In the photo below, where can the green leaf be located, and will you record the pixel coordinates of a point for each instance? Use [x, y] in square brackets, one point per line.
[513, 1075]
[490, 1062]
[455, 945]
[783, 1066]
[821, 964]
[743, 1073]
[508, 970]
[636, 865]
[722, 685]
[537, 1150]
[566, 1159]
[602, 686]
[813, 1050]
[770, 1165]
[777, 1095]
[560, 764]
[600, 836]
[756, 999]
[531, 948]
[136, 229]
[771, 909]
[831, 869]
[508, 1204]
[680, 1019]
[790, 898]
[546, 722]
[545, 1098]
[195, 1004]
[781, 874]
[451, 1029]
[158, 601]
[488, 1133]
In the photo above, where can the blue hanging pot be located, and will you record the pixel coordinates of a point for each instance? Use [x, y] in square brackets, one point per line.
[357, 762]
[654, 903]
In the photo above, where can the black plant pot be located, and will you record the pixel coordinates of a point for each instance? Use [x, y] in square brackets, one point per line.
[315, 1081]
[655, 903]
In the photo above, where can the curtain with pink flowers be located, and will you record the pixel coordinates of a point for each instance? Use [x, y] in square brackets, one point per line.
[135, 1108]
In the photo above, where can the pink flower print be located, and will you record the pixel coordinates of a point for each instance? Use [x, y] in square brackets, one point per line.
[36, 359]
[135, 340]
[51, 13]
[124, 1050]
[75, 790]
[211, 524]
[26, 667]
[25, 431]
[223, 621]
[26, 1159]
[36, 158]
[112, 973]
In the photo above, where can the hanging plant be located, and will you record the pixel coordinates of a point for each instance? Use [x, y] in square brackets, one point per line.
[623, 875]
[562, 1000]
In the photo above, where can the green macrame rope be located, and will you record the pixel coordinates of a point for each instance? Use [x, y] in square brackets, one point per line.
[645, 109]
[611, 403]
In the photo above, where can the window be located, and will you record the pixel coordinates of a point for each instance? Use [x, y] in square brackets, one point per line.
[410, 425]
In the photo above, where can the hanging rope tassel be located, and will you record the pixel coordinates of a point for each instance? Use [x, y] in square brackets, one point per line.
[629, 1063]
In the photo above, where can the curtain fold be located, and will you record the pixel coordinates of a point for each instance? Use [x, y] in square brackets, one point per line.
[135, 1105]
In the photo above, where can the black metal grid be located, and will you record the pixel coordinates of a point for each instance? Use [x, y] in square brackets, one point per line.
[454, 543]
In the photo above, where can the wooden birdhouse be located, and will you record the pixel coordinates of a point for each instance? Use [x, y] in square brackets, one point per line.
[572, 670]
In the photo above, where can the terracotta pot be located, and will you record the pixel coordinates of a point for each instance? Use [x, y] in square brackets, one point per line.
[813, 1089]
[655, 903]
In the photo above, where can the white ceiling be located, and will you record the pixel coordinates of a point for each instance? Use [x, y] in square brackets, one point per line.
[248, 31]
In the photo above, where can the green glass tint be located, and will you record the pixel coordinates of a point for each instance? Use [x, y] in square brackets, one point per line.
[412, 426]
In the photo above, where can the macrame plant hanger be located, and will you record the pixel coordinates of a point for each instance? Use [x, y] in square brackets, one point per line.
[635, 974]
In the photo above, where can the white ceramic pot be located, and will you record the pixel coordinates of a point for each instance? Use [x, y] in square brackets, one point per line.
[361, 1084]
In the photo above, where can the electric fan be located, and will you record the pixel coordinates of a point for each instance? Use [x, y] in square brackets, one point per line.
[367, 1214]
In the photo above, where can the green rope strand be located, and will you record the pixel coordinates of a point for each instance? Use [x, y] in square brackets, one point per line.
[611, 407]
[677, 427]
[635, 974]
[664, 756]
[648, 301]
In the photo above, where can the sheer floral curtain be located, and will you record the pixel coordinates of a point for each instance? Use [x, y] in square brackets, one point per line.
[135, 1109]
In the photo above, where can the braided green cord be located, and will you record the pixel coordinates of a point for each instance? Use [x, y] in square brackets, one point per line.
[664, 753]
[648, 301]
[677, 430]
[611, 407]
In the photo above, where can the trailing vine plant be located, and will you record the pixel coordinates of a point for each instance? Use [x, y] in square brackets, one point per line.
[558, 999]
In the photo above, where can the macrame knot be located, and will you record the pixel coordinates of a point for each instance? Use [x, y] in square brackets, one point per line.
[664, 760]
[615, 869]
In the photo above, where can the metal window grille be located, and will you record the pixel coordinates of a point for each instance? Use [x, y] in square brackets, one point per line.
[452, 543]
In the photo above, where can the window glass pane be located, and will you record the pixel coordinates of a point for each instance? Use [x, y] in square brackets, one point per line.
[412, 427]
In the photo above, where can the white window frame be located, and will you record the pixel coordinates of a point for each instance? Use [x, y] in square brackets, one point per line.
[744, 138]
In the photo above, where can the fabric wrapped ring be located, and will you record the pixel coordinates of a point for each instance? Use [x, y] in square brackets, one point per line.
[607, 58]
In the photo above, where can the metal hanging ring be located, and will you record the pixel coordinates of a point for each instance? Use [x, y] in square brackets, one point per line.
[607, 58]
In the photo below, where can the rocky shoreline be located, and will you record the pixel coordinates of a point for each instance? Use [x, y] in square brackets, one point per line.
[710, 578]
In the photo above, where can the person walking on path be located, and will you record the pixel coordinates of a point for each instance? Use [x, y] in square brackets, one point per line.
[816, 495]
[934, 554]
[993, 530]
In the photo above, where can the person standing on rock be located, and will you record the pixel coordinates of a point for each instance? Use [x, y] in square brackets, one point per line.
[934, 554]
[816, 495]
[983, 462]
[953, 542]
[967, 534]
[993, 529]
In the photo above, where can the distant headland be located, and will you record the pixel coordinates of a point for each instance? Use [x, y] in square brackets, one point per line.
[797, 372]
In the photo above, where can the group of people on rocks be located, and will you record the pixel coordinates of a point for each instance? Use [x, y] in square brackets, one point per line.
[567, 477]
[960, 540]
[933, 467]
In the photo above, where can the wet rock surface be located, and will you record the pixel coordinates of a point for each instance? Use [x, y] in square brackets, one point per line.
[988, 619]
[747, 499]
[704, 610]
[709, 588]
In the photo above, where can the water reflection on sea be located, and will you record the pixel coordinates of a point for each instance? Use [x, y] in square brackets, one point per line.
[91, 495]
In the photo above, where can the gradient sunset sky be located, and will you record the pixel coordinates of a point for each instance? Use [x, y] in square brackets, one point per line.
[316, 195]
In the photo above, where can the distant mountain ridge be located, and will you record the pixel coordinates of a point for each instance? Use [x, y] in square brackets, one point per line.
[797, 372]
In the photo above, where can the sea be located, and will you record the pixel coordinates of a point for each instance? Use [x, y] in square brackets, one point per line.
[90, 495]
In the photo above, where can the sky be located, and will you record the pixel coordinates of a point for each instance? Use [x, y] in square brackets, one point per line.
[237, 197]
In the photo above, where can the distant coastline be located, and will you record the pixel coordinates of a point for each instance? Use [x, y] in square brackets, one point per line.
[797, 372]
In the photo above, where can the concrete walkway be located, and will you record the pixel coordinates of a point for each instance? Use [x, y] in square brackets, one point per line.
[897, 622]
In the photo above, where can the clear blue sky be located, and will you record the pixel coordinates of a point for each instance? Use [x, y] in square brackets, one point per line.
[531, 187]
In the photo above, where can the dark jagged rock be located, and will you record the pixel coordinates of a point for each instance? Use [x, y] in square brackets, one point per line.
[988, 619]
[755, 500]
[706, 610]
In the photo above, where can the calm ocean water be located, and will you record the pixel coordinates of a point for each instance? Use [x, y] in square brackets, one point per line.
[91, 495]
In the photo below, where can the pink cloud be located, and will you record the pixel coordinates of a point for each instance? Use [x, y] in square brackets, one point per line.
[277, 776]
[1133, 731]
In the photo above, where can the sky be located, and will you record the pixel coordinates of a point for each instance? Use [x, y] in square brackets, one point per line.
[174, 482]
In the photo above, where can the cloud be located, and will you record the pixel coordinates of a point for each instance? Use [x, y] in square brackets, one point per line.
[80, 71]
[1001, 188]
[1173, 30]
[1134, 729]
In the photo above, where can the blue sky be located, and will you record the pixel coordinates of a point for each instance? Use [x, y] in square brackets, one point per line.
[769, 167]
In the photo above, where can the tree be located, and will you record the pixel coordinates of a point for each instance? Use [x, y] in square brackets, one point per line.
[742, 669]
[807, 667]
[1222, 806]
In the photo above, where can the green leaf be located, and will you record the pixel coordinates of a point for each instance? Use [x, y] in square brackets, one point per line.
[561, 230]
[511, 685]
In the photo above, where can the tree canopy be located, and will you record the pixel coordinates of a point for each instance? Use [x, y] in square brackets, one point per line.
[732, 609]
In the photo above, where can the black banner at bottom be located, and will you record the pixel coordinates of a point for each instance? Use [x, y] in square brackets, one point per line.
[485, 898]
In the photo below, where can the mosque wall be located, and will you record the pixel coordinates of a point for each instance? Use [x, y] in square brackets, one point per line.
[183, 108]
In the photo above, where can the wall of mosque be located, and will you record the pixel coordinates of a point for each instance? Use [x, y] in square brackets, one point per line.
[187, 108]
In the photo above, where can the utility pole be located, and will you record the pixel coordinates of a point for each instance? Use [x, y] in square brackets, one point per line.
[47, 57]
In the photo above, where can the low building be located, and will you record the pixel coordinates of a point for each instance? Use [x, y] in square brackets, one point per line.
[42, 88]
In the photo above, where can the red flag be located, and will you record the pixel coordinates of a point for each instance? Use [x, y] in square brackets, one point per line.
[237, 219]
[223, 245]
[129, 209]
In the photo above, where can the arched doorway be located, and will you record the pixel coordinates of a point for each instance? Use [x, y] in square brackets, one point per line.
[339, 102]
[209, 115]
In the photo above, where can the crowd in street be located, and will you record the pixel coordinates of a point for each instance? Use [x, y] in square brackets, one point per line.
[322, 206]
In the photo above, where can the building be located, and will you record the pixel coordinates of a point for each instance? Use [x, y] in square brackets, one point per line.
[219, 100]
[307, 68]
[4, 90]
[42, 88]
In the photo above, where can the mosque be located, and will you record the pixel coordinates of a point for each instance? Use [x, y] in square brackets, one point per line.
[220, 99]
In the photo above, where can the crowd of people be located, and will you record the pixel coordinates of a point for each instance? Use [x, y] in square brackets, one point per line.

§ §

REQUIREMENTS:
Retype the stretch of rows from the line containing "In the photo above, where can the blue hanging" through the line containing "[135, 1108]", both ends included, with each line unchanged.

SOLUTION FOR THIS PROBLEM:
In the photo above, where can the blue hanging pot be located, and will you record the pixel coordinates of a point for each instance? Use [x, y] in square brackets, one point per line.
[357, 762]
[654, 903]
In the photo above, where can the black plant pot be located, and will you record the pixel coordinates of a point for each instance? Use [x, y] in square brackets, one point per line.
[315, 1081]
[655, 903]
In the photo above, where can the curtain with pink flowers be located, and will you record the pixel coordinates of a point for each instance? Use [x, y] in square brackets, one point per line.
[135, 1108]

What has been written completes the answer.